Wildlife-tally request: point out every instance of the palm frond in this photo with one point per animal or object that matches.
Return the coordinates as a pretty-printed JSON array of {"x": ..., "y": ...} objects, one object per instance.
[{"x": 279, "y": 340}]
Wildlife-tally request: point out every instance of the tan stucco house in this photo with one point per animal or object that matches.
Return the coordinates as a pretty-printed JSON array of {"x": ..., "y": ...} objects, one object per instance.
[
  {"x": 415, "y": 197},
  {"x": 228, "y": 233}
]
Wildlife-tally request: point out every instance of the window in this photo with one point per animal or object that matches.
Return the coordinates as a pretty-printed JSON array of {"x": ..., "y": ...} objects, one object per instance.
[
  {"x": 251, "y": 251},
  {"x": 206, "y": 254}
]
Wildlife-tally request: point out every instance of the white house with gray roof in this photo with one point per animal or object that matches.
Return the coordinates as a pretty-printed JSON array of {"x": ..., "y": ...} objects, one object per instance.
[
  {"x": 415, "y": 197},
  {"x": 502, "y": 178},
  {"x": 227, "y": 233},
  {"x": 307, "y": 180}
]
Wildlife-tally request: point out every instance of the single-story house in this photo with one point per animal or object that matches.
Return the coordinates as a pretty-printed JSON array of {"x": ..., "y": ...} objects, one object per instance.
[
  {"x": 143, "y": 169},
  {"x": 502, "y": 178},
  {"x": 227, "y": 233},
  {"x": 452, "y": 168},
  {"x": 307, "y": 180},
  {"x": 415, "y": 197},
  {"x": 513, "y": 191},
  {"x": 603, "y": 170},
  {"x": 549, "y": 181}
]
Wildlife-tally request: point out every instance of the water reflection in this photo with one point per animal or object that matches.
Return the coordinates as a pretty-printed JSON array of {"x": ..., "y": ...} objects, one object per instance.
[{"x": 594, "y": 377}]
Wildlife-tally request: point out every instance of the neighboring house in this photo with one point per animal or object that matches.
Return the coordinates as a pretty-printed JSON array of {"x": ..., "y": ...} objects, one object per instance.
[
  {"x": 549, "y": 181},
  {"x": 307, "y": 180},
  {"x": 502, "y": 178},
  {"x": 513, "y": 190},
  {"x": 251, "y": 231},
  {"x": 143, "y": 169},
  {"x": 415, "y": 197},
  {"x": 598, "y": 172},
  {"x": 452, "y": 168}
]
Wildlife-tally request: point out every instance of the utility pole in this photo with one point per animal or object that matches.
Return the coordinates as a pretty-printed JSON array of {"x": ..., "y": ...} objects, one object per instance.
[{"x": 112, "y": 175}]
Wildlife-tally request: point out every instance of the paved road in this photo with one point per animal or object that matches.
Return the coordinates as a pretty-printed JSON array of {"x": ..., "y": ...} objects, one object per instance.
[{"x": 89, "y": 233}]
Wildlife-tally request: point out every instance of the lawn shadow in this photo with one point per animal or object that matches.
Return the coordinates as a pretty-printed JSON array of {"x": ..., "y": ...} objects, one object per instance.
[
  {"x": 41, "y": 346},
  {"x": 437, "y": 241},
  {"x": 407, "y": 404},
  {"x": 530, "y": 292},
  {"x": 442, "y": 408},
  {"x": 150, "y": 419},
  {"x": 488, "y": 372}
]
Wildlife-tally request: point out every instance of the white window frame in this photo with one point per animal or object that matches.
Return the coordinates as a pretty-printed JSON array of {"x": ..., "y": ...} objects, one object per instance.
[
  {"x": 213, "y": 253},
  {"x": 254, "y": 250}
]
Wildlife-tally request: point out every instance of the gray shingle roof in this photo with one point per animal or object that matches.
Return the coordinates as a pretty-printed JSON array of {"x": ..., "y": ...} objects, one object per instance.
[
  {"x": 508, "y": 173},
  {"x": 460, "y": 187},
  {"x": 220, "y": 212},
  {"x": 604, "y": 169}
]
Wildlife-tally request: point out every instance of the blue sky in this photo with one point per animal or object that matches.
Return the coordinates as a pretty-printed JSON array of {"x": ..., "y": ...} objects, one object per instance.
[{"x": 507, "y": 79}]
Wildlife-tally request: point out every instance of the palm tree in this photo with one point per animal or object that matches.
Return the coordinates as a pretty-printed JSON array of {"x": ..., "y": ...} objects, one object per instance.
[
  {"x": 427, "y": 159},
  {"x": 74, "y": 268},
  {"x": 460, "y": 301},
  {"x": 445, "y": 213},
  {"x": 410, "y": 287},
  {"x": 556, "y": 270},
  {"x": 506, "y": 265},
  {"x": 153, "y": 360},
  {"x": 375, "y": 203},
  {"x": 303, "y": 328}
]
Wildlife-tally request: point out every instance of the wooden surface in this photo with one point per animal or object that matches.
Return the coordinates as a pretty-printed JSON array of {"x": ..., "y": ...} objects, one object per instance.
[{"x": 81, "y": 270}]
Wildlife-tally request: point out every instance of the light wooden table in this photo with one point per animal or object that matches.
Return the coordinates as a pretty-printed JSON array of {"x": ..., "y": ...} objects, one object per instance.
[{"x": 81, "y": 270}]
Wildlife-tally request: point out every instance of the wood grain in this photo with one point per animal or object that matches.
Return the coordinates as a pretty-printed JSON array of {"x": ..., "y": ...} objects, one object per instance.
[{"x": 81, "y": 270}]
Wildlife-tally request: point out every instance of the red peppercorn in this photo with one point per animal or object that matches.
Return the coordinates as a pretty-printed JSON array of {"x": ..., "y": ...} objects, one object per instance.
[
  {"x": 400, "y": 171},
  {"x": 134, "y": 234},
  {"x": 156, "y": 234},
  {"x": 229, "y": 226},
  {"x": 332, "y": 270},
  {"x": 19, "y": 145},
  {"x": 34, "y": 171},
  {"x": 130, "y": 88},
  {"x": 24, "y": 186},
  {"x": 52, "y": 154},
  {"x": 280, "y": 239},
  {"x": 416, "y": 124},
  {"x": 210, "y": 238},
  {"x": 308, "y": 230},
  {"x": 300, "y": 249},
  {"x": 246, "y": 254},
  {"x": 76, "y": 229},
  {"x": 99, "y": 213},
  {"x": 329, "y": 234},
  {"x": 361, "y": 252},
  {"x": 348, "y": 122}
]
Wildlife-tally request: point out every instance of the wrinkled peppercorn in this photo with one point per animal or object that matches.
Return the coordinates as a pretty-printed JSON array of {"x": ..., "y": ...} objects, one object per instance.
------------------------------------------------
*What to do:*
Show the lines of the records that contain the word "gray".

*Task answer:*
Wildlife-tally request: point out every instance of the white house with gray roof in this photo with one point per animal or object that matches.
Wildlife-tally request: point out every instance of the gray shingle roof in this photo with one point per animal or object that matches.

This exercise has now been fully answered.